------ EXTRACTED ENTRIES
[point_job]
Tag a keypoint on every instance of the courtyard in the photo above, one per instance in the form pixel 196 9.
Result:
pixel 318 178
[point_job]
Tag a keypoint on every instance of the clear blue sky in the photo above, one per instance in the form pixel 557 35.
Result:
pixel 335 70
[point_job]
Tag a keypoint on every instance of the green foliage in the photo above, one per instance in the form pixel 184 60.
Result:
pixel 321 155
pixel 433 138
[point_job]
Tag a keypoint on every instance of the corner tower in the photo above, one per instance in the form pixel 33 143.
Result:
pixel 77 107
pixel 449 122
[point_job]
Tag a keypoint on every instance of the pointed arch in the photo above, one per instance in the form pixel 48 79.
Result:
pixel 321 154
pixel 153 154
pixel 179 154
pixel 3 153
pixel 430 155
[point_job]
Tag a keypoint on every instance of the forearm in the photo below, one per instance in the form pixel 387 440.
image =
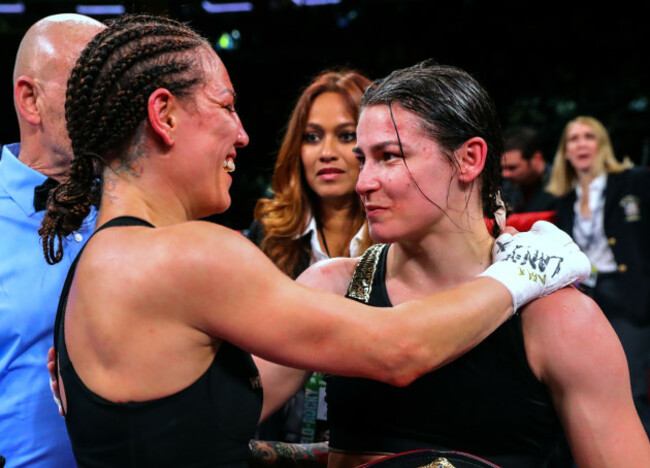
------------
Reproduce the data above verbatim, minus any images.

§ **SOLUTION TO THE EXERCISE**
[point_job]
Tag a keypoint on every instance of the courtyard in the photo above, one per instance in the form pixel 196 9.
Result:
pixel 318 178
[point_job]
Tag a keypoint on every instance of the clear blue sky in the photo above, one per instance in the form pixel 557 35.
Result:
pixel 335 70
[point_job]
Tag a keypoint on every instance of the green foliage in the photo above, one per instance in the form pixel 184 60.
Result:
pixel 321 155
pixel 433 138
[point_job]
Tag a keypoint on every instance of the corner tower in the photo above, one per instance in the form pixel 33 143.
Result:
pixel 77 107
pixel 449 122
[point_job]
Tag a keypoint on every instance of the pointed arch in the photo above, one per instance in the form pixel 48 79.
Result:
pixel 321 154
pixel 153 154
pixel 179 154
pixel 3 153
pixel 430 155
[point_job]
Tag a keypoint on every instance of the forearm in the photo below, one per instance in the form pixel 387 440.
image =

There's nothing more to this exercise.